▶ PROVIDED TEXT:
** begin **

This page starts with a general introduction to the classes of securities and the resulting types of security tokens. We then dive into the mechanics and requirements of these tokens.


Securities are tradable financial assets issued to raise funds from investors. These can be equity or debt instruments. Equity refers to the stock, indicating the ownership interest in the company. On the contrary, debt is the sum of money borrowed by the company. Shares (synonymous with stocks) are an example of equity-type securities, whereas a loan, obligation, or bond is debt-type security.

Dividend and Interest

Dividends are income payments made by companies to shareholders and interest is paid by companies or governments to their bondholders. Typically you see dividends on equity instruments and interest on debt instruments.

Mechanically, they act similarly too. Shareholders who own shares on the dividend date will be owed dividend payments. They are due their dividend, even if a minute or day later, they sell the share to someone else. The same goes for coupon and interest payments on a bond; the owner, at a specific point in time, is the one who receives the payment. This means that:

  • The issuer should make dividends available precisely on the dividend date; OR
  • An issuer can make dividends available at a later time, so long as the investors who owned the token at the dividend date are the recipient.


Any user who transfers a security token should be able to do so when all requirements are satisfied. If a transaction fails, for whatever reason, it is ideal if the user is notified of the reason for failure. To improve UX these should be in line with existing standards for status codes.

** end **

▶ TASK LIST:
1. List every example of a debt-type security named in the text on security tokens.
2. Continue the text on security tokens, picking up after its final sentence.

▶ GIVEN INFORMATION:
** begin **

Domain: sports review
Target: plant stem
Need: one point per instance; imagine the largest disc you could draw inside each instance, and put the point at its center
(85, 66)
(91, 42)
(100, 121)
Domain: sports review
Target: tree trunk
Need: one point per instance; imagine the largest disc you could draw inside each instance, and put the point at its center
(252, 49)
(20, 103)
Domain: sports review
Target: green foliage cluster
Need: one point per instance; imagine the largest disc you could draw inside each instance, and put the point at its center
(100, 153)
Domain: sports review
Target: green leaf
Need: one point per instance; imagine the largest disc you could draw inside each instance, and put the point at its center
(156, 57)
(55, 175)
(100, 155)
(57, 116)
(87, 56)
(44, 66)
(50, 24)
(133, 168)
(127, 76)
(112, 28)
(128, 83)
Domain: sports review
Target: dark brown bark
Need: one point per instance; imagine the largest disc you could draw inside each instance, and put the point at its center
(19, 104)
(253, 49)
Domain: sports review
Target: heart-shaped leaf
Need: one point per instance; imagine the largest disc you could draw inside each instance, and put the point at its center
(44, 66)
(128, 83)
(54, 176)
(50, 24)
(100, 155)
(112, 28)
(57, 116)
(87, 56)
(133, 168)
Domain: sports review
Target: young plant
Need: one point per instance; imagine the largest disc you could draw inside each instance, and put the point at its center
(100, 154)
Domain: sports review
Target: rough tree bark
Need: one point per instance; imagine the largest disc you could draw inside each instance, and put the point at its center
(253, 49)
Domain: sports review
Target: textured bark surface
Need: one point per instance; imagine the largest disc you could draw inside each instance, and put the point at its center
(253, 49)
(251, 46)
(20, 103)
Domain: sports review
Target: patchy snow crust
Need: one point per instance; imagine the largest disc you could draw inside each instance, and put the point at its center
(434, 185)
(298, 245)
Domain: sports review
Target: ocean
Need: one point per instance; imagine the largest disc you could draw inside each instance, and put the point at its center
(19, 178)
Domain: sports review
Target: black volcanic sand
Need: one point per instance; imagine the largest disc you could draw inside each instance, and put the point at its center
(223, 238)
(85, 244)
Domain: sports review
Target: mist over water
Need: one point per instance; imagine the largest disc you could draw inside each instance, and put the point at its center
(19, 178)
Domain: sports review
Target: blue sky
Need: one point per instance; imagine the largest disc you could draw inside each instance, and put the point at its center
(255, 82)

** end **

▶ RESULTS:
1. Loan, obligation, bond

2.
In addition, the possibility to query if a transfer would succeed or not, would significantly improve UX.

Recovery Mechanism

Any investor who loses access to their security token (e.g. loss of private key) remains a company shareholder (or bondholder). This means that the investor will need to be able to regain access to their security tokens. To enable this, a Security Token Standard needs to provide one of a few possible recovery mechanisms:

At Dusk, we opted for the ‘forced transfer’ recovery method, providing authorised operators with additional controls over the tokens, - even when they are in investor wallets -, meaning that authorised operators are allowed to transfer any of their tokens unilaterally between addresses. So long as the transfer is in compliance with the on-chain transfer restrictions set by the security contract.

The forced transfer mechanic was chosen because, in addition to its use in resolving issues when an investor loses access to its wallets (losing private keys), the forced transfer functionality can also be used to reverse fraudulent transactions and be used to respond to court orders.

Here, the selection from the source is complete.